▶ **Exercise instructions**
List every line of the material below that contains the string "ball". Uppercase and lowercase letters count as different.

------------------------------------------------------------------------

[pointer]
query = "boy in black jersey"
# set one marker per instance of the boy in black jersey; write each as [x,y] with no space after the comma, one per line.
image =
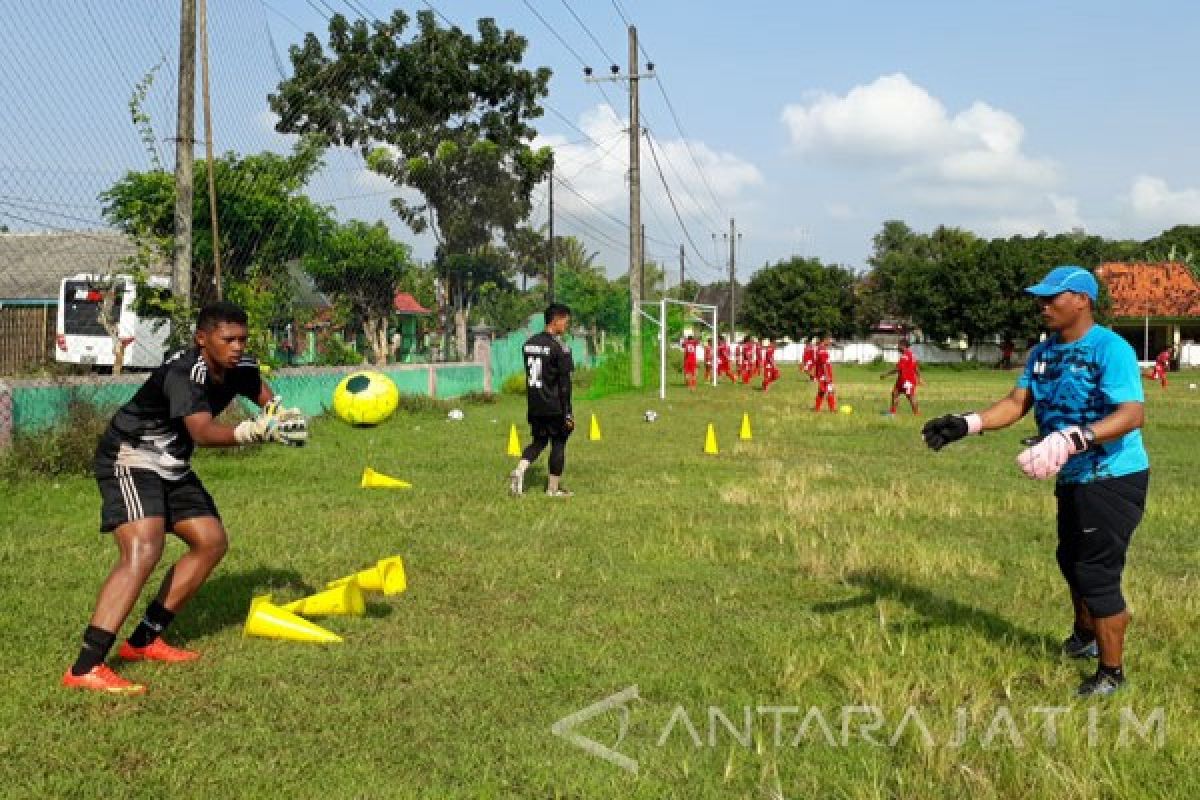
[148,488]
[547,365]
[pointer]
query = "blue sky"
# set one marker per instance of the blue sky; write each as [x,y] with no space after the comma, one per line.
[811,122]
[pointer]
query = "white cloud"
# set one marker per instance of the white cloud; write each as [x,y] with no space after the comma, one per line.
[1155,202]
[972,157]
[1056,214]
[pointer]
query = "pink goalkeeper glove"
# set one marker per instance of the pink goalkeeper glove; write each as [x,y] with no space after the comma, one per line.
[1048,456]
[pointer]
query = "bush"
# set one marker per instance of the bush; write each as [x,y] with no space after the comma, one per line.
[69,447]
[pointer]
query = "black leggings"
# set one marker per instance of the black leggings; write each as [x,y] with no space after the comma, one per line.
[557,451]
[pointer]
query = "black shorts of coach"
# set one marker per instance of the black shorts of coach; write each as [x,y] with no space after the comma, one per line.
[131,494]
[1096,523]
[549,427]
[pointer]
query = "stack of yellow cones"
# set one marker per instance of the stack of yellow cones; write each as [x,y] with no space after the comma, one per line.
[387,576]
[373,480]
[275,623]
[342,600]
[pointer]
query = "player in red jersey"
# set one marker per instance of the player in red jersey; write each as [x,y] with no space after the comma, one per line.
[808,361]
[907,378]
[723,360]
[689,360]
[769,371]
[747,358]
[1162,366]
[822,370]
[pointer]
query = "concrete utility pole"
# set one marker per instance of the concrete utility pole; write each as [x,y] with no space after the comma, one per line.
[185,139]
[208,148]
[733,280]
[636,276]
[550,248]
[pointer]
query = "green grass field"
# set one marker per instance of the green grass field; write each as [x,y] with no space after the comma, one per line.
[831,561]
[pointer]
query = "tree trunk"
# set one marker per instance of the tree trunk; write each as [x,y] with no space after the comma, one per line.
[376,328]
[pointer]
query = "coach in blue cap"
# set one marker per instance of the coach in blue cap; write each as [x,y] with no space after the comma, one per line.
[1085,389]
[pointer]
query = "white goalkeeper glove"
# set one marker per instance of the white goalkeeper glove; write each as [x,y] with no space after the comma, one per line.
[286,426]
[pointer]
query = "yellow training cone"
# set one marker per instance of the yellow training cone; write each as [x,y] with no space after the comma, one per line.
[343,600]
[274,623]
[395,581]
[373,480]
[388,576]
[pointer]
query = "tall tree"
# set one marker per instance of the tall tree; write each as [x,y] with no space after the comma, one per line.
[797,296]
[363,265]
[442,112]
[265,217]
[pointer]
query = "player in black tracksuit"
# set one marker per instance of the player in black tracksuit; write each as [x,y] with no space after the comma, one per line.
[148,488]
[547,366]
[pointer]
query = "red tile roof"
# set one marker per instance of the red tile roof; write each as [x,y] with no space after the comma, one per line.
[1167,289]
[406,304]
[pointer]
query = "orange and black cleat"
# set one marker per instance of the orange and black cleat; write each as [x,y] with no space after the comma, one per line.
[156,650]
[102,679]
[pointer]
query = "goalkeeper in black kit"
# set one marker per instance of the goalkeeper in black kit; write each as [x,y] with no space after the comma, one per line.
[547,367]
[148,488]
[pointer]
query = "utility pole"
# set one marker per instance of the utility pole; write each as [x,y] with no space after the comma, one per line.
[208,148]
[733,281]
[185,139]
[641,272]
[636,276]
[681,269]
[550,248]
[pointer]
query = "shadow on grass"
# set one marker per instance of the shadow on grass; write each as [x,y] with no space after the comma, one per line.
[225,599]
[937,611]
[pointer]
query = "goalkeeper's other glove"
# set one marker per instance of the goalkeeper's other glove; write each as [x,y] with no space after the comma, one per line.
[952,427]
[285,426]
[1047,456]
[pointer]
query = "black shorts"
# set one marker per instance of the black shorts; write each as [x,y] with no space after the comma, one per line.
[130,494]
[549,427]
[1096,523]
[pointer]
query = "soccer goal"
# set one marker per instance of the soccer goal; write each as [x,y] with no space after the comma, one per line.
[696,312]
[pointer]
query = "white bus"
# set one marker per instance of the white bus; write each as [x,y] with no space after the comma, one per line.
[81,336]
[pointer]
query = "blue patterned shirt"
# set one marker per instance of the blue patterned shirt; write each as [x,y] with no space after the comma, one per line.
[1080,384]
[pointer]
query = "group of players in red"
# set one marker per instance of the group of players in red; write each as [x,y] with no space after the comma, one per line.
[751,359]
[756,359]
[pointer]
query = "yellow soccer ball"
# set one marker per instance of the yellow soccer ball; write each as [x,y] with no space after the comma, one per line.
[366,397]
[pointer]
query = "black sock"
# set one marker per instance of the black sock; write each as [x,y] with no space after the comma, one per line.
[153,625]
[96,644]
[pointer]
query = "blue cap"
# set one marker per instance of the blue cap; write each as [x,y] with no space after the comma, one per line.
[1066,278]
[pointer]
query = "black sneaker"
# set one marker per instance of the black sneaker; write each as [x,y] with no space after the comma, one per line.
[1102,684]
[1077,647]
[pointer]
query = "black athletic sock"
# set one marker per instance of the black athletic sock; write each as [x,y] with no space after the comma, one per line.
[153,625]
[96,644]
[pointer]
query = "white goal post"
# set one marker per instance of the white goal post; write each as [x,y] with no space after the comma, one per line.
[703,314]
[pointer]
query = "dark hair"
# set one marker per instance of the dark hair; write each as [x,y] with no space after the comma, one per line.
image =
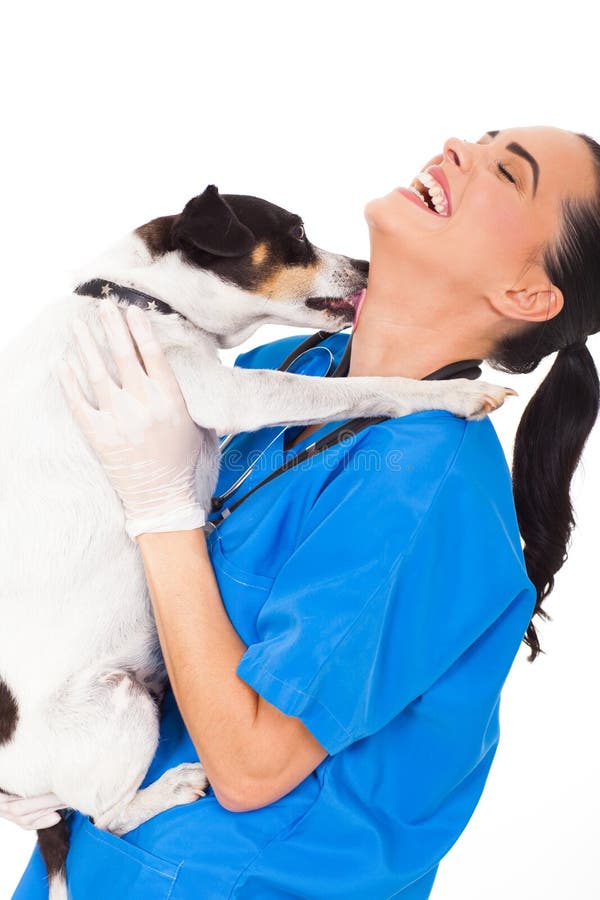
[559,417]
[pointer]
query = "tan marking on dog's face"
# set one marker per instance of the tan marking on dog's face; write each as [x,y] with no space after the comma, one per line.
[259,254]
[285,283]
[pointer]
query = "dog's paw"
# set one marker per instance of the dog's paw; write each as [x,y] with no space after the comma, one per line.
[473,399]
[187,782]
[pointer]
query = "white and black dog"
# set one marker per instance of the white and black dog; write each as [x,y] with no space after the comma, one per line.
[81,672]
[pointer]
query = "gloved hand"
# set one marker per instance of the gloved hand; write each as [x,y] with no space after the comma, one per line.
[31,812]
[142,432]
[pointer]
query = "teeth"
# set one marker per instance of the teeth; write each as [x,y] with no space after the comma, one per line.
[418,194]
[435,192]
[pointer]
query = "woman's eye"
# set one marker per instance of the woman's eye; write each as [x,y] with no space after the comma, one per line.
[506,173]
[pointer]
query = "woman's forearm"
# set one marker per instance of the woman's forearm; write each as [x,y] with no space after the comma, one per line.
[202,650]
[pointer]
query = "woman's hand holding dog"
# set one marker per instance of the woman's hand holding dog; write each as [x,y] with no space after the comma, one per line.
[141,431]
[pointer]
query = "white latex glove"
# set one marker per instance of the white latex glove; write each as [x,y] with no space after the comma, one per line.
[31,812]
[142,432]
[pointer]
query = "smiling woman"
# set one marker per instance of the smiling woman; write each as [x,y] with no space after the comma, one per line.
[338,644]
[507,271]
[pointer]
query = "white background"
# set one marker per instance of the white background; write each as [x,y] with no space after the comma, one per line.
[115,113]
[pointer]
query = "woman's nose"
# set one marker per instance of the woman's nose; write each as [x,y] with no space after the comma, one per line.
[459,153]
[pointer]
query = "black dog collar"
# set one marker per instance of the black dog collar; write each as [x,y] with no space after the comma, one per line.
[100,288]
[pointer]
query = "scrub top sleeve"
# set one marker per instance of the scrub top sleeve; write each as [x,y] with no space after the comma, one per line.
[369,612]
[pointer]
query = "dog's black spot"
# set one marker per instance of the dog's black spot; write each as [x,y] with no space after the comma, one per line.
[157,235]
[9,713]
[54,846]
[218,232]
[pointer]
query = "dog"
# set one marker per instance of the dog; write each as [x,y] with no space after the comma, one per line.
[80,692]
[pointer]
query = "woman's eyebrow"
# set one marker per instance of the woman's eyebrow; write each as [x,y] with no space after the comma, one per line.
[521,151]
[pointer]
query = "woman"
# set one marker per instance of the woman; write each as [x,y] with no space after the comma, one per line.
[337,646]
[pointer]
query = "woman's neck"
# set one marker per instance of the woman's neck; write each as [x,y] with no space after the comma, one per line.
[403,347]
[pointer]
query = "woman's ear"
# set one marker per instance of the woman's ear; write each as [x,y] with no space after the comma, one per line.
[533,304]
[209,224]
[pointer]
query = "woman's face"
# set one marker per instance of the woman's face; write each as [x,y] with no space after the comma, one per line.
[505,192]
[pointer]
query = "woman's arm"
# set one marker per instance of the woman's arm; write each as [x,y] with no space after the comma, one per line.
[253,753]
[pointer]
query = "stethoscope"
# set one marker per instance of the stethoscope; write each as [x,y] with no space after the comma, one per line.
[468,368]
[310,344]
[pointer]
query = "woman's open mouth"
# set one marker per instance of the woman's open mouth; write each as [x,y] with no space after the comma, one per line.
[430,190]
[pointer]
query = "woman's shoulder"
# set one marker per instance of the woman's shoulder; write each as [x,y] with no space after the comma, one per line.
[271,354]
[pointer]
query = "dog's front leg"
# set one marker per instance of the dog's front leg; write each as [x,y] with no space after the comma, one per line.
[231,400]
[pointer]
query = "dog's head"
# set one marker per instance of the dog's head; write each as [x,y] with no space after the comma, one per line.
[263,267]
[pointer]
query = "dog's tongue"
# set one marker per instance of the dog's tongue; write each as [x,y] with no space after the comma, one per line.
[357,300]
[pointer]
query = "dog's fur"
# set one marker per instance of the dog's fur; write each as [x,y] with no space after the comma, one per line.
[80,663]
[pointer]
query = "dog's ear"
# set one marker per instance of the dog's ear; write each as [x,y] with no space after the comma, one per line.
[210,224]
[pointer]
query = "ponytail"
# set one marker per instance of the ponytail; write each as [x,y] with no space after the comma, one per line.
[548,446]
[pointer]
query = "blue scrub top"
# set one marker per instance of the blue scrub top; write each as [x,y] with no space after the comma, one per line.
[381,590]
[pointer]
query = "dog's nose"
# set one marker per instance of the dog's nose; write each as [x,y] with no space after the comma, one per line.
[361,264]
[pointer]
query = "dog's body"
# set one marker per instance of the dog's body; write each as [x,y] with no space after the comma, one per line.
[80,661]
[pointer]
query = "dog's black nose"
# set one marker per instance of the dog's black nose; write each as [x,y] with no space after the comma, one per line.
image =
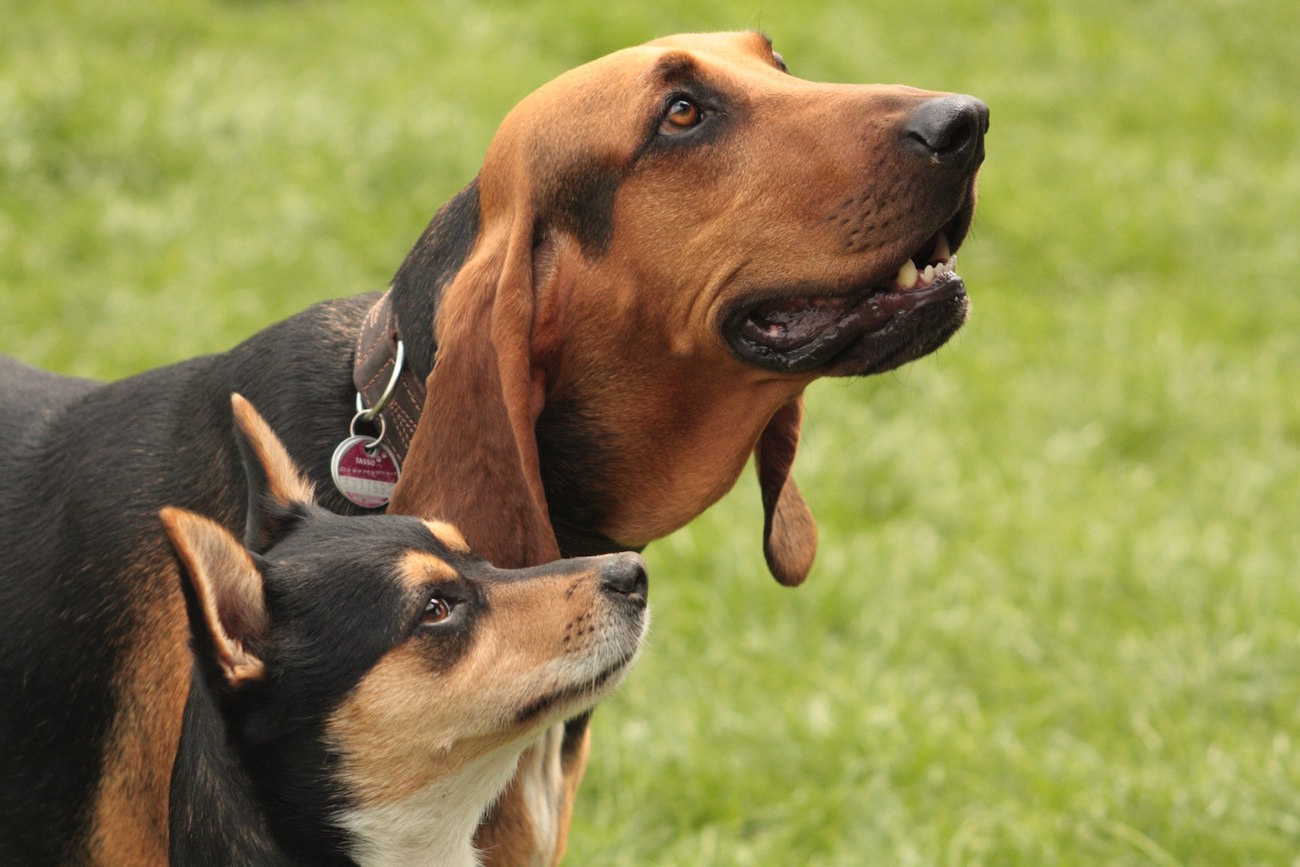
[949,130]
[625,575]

------------------------------------------------------------------------

▶ **Problem solution**
query = "yellow soccer ball"
# set one marker per instance of the yellow soccer ball; write each as [x,y] with no space after the comma, one per line.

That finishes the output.